**DOCUMENT EXCERPT**

The global health community has long grappled with the challenge of providing effective, scalable training to health workers, particularly in resource-constrained settings.
In recent years, digital learning platforms have emerged as a potential solution, promising to deliver accessible, engaging, and impactful training at scale.
Imagine a digital platform intended to train health workers at scale.
Their theory of change rests on a few key assumptions:
- Offering simplified, mobile-friendly courses will make training more accessible to health workers.
- Incorporating videos and case studies will keep learners engaged.
- Quizzes and knowledge checks will ensure learning happens.
- Certificates, continuing education credits, and small incentives will motivate course completion.
- Growing the user base through marketing and partnerships is the path to impact.
On the surface, this seems sensible.
Mobile optimization recognizes health workers’ technological realities.
Multimedia content seems more engaging than pure text.
Assessments appear to verify learning.
Incentives promise to drive uptake.
Scale feels synonymous with success.
While well-intentioned, such a platform risks falling into the trap of a behaviorist learning agenda.

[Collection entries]
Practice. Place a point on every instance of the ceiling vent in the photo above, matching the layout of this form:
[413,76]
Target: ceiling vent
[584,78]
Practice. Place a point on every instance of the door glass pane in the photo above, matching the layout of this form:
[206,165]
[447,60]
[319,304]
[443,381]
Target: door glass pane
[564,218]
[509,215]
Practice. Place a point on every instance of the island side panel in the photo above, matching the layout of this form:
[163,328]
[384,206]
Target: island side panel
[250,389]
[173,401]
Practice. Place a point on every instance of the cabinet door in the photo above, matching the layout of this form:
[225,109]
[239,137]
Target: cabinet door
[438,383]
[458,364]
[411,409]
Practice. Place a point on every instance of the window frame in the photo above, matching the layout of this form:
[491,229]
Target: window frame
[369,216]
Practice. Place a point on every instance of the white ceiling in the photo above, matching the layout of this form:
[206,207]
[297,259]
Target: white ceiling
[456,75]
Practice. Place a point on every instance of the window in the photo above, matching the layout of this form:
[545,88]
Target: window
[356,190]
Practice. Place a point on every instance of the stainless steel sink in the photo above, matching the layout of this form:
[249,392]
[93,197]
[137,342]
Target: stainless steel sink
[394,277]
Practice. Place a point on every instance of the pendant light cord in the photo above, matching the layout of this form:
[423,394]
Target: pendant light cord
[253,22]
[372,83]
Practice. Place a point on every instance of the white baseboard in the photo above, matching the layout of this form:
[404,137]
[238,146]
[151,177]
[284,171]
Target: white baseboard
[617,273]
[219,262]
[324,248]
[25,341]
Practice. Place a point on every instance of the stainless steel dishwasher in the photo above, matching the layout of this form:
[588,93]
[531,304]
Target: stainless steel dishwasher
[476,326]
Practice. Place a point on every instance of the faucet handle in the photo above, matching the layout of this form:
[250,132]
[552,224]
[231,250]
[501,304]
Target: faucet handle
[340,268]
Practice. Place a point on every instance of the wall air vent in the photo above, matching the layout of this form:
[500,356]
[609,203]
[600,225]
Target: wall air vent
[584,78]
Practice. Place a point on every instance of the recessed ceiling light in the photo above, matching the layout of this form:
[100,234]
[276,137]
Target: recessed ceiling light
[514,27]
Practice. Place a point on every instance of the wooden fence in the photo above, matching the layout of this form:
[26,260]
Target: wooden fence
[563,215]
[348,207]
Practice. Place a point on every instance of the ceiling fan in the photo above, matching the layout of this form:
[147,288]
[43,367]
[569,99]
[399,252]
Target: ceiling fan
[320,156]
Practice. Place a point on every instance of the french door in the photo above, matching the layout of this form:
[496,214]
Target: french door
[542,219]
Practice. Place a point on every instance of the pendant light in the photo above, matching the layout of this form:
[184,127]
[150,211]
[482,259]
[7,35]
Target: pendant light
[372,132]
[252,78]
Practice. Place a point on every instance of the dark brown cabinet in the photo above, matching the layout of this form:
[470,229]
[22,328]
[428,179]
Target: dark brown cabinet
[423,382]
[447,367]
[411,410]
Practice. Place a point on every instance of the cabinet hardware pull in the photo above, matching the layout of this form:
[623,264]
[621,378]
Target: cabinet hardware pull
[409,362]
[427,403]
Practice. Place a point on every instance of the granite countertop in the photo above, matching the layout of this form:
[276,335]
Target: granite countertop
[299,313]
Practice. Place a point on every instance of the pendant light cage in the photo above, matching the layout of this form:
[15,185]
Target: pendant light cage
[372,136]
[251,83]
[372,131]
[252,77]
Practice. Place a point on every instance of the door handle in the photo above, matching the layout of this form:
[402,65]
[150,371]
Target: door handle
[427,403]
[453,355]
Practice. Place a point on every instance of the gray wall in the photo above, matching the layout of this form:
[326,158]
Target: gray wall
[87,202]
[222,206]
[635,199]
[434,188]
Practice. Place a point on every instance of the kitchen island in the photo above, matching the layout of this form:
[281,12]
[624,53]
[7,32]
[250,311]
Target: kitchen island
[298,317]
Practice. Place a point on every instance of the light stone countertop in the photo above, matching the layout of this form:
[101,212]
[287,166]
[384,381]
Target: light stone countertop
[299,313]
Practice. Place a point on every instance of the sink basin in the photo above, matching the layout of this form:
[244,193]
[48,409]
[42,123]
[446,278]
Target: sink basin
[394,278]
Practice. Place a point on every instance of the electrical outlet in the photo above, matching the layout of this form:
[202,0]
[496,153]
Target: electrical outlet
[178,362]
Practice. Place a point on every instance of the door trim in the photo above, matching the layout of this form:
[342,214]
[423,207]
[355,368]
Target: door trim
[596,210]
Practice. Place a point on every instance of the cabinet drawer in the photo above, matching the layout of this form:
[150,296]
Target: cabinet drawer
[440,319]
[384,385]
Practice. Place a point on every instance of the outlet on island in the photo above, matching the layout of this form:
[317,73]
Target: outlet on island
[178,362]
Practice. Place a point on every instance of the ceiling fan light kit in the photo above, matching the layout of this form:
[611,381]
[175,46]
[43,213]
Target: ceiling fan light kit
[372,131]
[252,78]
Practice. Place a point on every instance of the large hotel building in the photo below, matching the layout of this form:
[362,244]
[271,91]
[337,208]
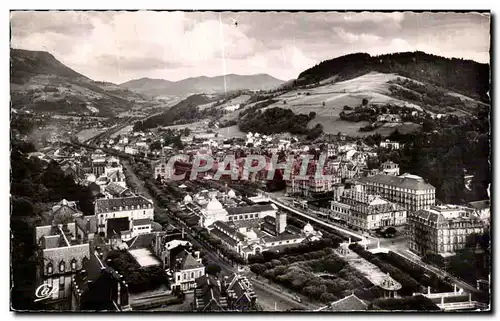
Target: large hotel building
[408,191]
[442,229]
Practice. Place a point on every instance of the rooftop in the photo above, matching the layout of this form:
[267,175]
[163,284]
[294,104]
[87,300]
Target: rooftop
[123,203]
[250,209]
[406,181]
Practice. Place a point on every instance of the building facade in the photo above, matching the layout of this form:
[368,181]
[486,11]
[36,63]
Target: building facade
[442,229]
[408,191]
[127,216]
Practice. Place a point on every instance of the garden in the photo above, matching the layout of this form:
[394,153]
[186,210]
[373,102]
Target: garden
[314,270]
[412,277]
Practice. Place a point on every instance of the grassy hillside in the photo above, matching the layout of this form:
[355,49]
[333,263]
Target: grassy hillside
[40,82]
[463,76]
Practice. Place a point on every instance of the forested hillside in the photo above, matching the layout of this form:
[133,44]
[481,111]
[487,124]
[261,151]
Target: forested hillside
[463,76]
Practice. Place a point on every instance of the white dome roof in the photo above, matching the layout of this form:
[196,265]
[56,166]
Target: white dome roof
[252,235]
[214,205]
[308,228]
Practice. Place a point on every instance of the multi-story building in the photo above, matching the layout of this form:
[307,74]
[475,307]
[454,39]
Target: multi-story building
[389,168]
[442,229]
[367,212]
[408,191]
[99,288]
[233,293]
[125,216]
[163,171]
[182,264]
[311,186]
[63,250]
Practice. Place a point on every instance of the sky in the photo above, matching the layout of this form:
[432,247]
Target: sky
[119,46]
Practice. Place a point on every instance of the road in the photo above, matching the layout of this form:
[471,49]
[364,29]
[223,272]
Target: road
[266,295]
[397,246]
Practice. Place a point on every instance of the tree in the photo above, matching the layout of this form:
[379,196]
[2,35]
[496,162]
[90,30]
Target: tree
[428,125]
[213,269]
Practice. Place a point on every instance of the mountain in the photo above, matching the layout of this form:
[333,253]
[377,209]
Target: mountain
[348,94]
[203,84]
[41,83]
[463,76]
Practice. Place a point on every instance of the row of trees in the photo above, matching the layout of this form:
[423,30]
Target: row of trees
[441,156]
[278,120]
[35,186]
[339,280]
[464,76]
[183,112]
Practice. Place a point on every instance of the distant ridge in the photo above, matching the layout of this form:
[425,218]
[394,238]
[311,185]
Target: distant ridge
[202,84]
[464,76]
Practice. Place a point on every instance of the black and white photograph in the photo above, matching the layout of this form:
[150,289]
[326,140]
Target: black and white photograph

**TASK SET**
(1) For each statement about the text on digital training for health workers, answer yes or no and quote the words from the text that decide it: (a) One assumption is that quizzes and knowledge checks will ensure learning happens. (b) The text states that multimedia content has been proven to produce better learning outcomes than text. (c) The text says such a platform risks falling into the trap of a behaviorist learning agenda.
(2) In the text on digital training for health workers, what does the platform's theory of change name as the path to impact?
Rely only on the text about digital training for health workers.

**YOUR WRITTEN ANSWERS**
(1)
(a) Yes: "Quizzes and knowledge checks will ensure learning happens."
(b) No: "Multimedia content seems more engaging than pure text."
(c) Yes: "such a platform risks falling into the trap of a behaviorist learning agenda."

(2) Growing the user base through marketing and partnerships.